Material provided section start

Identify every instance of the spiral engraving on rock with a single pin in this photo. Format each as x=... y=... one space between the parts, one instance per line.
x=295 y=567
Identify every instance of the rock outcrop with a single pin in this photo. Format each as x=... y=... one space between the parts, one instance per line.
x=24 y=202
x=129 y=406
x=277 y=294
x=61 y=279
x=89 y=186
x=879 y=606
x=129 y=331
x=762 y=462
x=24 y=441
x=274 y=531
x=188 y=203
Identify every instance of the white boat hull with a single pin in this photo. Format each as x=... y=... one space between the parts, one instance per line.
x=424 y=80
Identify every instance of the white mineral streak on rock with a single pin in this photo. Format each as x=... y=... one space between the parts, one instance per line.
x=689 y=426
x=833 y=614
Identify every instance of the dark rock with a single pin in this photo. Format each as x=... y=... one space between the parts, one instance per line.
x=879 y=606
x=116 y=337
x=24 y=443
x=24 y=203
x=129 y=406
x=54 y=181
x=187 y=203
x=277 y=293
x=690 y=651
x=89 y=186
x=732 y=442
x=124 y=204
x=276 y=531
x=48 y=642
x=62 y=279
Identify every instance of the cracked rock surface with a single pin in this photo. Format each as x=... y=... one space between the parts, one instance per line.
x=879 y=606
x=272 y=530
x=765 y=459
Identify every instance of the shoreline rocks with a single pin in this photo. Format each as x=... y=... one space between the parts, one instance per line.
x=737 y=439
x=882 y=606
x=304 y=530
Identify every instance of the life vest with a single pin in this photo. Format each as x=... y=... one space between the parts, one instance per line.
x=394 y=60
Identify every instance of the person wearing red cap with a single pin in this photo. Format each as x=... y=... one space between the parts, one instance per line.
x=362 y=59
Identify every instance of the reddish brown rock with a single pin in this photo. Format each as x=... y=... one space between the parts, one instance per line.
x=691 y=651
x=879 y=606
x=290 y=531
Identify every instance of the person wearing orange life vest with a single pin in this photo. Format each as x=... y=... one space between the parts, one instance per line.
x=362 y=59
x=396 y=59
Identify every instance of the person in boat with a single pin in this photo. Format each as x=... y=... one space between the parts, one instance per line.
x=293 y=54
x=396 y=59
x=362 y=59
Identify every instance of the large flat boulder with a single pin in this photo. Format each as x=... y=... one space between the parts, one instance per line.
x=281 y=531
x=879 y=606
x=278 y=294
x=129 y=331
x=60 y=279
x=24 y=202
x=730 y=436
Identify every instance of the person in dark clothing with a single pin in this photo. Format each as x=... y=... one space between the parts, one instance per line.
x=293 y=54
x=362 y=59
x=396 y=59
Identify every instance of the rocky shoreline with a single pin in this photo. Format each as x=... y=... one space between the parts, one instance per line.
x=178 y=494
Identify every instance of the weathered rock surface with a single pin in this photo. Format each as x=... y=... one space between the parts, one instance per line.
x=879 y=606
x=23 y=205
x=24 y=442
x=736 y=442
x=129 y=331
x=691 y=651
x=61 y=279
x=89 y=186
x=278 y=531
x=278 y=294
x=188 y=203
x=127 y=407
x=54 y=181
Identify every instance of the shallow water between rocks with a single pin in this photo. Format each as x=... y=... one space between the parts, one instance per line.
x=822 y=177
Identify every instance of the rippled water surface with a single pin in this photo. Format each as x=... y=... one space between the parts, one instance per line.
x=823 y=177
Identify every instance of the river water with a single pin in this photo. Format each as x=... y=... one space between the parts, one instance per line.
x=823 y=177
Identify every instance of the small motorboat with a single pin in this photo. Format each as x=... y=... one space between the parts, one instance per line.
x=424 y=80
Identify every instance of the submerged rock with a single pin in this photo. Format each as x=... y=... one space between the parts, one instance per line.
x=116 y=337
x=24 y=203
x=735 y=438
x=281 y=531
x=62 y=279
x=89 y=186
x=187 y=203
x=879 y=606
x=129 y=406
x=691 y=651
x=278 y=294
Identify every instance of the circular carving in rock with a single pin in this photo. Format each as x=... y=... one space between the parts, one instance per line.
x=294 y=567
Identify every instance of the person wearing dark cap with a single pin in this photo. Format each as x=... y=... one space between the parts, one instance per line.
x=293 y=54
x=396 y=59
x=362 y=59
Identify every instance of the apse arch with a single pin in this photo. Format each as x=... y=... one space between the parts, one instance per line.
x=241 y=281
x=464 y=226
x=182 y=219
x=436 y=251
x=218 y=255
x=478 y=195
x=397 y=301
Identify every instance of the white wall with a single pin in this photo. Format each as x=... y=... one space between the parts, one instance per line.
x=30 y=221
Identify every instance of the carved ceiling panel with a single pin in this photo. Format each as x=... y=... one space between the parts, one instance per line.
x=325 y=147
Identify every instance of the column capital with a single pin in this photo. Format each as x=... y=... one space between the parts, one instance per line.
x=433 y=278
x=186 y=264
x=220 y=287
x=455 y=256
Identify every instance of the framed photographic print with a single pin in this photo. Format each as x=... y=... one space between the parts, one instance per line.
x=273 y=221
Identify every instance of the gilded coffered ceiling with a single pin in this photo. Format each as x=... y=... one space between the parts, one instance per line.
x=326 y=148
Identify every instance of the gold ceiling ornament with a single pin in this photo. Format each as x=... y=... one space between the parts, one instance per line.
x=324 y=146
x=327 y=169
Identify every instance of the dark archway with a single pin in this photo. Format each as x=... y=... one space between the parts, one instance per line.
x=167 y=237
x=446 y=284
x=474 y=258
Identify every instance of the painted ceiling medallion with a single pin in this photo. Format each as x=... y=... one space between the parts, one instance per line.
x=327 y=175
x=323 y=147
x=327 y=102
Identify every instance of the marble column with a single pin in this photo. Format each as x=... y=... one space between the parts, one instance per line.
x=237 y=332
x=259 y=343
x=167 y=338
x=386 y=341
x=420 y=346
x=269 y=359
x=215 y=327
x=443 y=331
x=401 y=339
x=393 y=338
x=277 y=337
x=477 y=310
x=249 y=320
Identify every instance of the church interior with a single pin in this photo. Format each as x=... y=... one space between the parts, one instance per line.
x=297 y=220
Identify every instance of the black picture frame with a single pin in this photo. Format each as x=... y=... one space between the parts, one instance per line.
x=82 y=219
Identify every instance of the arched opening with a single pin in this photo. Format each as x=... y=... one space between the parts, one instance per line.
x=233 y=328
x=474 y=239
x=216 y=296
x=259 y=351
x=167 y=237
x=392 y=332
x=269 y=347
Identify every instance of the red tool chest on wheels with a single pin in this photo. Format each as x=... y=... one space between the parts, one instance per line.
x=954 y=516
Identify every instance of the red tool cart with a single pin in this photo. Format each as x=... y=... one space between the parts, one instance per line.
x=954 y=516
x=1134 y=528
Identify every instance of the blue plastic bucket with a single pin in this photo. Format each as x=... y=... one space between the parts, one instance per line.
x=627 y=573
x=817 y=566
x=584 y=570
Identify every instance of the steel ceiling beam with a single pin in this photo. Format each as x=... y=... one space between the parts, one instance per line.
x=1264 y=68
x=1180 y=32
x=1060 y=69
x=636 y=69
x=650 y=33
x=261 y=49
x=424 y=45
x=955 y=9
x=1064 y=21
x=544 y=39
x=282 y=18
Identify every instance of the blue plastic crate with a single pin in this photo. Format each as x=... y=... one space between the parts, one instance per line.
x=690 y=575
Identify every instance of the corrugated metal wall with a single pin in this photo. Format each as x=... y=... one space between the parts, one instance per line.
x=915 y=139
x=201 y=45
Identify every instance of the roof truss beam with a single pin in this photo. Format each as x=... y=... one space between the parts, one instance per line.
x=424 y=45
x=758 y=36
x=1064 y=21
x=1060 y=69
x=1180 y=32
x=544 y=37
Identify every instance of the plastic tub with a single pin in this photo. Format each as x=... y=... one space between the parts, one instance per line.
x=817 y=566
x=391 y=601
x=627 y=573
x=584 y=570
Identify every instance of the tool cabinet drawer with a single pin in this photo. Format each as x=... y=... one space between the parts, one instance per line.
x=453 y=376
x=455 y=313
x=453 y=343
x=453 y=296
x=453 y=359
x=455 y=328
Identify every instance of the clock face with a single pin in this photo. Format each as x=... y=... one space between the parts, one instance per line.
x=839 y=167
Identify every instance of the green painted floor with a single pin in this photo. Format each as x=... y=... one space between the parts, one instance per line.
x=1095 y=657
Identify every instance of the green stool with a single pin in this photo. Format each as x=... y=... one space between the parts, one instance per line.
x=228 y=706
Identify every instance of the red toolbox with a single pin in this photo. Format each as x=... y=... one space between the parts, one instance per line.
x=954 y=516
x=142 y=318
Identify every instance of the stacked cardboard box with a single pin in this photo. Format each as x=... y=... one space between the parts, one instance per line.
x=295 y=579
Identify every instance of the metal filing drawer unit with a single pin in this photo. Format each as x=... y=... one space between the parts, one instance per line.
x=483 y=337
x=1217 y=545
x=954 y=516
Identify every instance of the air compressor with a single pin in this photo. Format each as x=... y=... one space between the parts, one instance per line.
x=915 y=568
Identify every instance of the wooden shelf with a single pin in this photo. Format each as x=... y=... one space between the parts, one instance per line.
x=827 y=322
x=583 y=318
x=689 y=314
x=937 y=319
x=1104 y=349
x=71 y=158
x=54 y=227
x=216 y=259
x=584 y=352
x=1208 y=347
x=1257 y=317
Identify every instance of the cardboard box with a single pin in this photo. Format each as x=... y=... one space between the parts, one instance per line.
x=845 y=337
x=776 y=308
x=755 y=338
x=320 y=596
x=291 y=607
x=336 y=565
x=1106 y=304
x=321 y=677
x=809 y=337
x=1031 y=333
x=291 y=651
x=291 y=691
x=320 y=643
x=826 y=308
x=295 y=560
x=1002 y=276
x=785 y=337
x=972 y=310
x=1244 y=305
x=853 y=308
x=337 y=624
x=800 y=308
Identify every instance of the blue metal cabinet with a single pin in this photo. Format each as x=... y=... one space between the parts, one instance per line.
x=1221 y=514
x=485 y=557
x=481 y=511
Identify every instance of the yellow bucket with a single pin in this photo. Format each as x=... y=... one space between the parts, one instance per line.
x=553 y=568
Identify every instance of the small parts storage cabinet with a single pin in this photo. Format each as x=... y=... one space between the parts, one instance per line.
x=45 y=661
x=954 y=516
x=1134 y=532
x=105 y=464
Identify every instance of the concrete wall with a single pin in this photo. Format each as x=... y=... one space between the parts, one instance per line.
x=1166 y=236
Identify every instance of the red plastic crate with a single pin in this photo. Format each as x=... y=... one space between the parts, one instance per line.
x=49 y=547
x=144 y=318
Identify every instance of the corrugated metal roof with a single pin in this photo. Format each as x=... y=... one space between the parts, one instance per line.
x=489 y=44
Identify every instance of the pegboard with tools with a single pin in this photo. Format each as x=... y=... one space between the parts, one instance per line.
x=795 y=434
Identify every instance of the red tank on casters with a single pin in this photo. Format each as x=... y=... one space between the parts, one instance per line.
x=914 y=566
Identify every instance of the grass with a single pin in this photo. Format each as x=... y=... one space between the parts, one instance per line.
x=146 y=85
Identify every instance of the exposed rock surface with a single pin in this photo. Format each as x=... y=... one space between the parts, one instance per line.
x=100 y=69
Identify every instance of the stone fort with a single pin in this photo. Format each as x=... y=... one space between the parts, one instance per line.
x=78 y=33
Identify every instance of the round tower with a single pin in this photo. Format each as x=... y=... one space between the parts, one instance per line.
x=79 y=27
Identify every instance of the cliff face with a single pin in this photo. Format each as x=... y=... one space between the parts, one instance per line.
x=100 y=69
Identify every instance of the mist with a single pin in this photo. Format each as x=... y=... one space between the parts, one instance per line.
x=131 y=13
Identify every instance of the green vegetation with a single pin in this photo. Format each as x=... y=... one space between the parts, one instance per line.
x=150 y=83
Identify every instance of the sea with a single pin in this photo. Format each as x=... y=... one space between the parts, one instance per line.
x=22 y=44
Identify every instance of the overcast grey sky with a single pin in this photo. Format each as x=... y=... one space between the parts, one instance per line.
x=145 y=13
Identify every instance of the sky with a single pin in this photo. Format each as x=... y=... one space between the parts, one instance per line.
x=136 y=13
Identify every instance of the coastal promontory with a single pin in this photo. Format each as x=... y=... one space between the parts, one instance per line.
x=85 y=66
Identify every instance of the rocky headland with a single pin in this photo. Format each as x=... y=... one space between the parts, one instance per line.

Material provided section end

→ What you are asked to do
Copying should begin at the line containing "Identify every instance of the sky" and end at the last line of the material, with every line in between reproduced exactly.

→ Written response
Identify every instance of the sky with a single pin in this photo. Format each as x=... y=... one space between the parts, one instance per line.
x=136 y=13
Identify every instance of the coastal promontory with a single pin in this photo. Format each as x=... y=... one space between the parts, one instance per line.
x=85 y=66
Identify every instance of the rocky headland with a single pin in this photo. Format each as x=... y=... one space between the parts, one instance per line.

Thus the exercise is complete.